** begin ENTRIES **

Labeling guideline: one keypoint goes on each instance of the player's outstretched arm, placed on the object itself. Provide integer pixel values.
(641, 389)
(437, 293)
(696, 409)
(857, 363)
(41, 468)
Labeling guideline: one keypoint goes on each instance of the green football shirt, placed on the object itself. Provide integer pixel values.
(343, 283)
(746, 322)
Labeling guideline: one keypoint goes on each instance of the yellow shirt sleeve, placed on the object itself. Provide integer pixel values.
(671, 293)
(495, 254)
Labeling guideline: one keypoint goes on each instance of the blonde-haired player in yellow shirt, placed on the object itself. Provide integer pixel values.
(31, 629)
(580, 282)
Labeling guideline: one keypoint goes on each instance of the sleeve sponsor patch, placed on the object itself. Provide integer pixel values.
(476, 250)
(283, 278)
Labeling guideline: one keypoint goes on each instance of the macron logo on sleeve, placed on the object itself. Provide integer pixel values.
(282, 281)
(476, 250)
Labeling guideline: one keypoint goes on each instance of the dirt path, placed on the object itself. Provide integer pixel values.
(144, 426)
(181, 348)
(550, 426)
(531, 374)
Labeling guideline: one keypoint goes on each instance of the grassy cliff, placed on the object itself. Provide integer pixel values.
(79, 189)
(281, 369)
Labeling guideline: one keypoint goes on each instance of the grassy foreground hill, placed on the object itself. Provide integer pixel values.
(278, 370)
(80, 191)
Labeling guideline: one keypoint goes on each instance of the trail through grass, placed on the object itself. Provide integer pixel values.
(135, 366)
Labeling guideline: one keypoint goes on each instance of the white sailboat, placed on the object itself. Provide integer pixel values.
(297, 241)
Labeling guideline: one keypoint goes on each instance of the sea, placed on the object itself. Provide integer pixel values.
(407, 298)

** end ENTRIES **

- **INSTRUCTIONS TO FOLLOW**: Retype the data exactly as given.

- **EXPECTED ANSWER**:
Labeling guideline: one keypoint goes on each instance of the player's outstretched arm, placed on the object itself. Provide integer pixel values.
(641, 389)
(437, 293)
(696, 409)
(857, 363)
(41, 468)
Labeling guideline: one keypoint goes on each instance of the green football shirt, placed on the object itself. Provide integer pixel values.
(343, 283)
(746, 322)
Labeling guideline: one keypoint goes on each instance of the yellow shirt sleeve, placed on the object itself. Provide integer pixel values.
(671, 293)
(495, 254)
Labeling guideline: one keypoint goes on each instance of the blonde-haired player in yellow shirt, placed on the object itself. Provide integer pixel values.
(31, 629)
(580, 282)
Labeling guideline: one keypoint goes on each instance of the sleeve sponsor patch, placed on the object itself. Provide integer pixel values.
(476, 250)
(283, 278)
Labeling guideline: one keypoint goes on each instance of the macron logo on sleeve, placed on the object itself. Provide integer pixel values.
(282, 281)
(476, 250)
Labeling guideline: one keypoint goes on each instance of the dirt path, placed on the object itself. Provide integer pixel values.
(144, 426)
(181, 348)
(550, 426)
(531, 374)
Labeling guideline: one keypoint goes on each instance of the grassy cliff, placed on the object itself. Provide integer pixel values.
(79, 189)
(281, 369)
Labeling guideline: one keypoint goes on each instance of the grassy foreground hill, placed on the object itself. Provide integer pixel values.
(278, 370)
(80, 191)
Labeling guideline: one keypoint goes on each instance of the trail through grass, placed on the object itself. Provide integer pixel values.
(135, 366)
Labeling guideline: one keypoint goes on each instance of the white sailboat, placed on the object itself. Provide integer pixel values.
(297, 241)
Labeling guideline: one keypoint goes on each instance of the sea, placed on the object itself. Provide integer pixel values.
(407, 298)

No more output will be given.